# [Action item]
Give back the full listing, exactly as it is.

# [Record excerpts]
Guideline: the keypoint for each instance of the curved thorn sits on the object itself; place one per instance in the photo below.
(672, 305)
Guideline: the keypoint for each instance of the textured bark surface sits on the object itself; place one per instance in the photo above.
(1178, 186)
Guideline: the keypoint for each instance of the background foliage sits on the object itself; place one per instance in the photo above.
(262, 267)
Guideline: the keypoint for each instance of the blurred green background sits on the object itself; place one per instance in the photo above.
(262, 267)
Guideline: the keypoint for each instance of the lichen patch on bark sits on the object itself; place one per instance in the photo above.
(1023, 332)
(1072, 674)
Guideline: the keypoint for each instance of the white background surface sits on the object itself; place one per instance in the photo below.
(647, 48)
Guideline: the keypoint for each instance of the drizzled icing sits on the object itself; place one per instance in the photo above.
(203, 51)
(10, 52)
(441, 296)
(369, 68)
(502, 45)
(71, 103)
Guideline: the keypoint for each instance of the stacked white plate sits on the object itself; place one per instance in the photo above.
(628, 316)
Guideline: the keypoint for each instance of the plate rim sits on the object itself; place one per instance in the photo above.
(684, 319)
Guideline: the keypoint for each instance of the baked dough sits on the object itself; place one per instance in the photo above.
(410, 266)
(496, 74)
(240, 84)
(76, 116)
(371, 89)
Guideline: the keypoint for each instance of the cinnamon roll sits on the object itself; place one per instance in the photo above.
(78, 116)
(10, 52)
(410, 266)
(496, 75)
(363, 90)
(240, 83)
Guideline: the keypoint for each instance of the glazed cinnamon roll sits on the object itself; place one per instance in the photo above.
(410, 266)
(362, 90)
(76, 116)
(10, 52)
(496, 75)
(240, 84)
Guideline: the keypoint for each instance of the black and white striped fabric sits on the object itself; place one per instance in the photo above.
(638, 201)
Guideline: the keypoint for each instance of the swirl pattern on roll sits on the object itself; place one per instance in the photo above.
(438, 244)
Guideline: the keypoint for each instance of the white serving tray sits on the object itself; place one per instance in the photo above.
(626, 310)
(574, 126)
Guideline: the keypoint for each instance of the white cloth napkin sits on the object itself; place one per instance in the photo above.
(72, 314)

# [Your solution]
Guideline: the keypoint for each instance of the curved thorn sits on the object itself; place one per instance in the photo below.
(672, 305)
Guideline: the keypoint for each instance of the textured bark surface sits on the object itself; place one per instance in the photo above.
(1178, 186)
Guideline: the keypoint for each instance of the background foliage sits on the object itself; place one per instance in the photo above.
(262, 267)
Guideline: the keypoint for each instance of the blurred green background sits on the object itself; place one per instance in the photo above.
(262, 267)
Guideline: the keypoint for each instance of the lichen patch on bark sits on the object itself; place one per instance in the photo above.
(1023, 332)
(1072, 674)
Guideline: the keypoint for each instance of the white background surface sits on the object itself; place one per instance in the photo below.
(647, 48)
Guideline: the keypoint for each instance of the drizzled icing sits on the object itself; place one per instance in the photo above.
(203, 51)
(10, 52)
(441, 296)
(369, 68)
(502, 45)
(71, 103)
Guideline: the keypoint for each instance of the stacked white plate sits on the object itself; place one per instance in the photo above.
(628, 316)
Guideline: the keypoint for each instance of the plate rim sits on the object itself; place one per instance in the photo above.
(684, 319)
Guideline: the keypoint for each instance of the baked dough sits on the object itself; place one per instance in the photo above.
(410, 266)
(496, 74)
(240, 84)
(76, 116)
(371, 89)
Guideline: the keypoint for each instance of the cinnamon roll sits on the object itself; place one per instance in the photo above.
(78, 116)
(10, 52)
(410, 266)
(496, 75)
(363, 90)
(240, 83)
Guideline: the keypoint for each instance of the glazed cinnamon roll sits on the object itself; place one per instance in the photo above.
(410, 266)
(362, 90)
(76, 116)
(10, 52)
(496, 75)
(240, 84)
Guideline: the keypoint for each instance of the black and white striped fabric sits on the object itself; place one per instance in the photo above.
(638, 201)
Guideline: the keypoint for each instance of the swirl pattern on roll sits on the object itself; place one per instance in the photo above.
(438, 244)
Guideline: the keypoint for each instance of the white serving tray sits on the object itself; place one per instance in the photo above.
(626, 310)
(574, 126)
Guideline: the keypoint for each instance of the white cloth napkin sits on the object itself; place one per instance in the photo above.
(72, 314)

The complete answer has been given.